- Problem to work on
Copy the lines below word for word, leaving out the pictures.

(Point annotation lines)

──────────

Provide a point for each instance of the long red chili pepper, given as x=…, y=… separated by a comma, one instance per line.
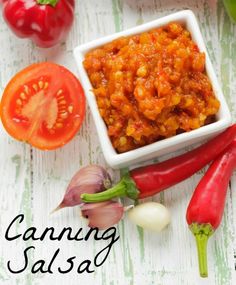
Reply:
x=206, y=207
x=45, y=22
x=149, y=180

──────────

- Answer to the exercise
Provide a point for each instance of the long red chili pepper, given as x=…, y=… separated by a comma, one instance per line.
Reply:
x=206, y=207
x=45, y=22
x=149, y=180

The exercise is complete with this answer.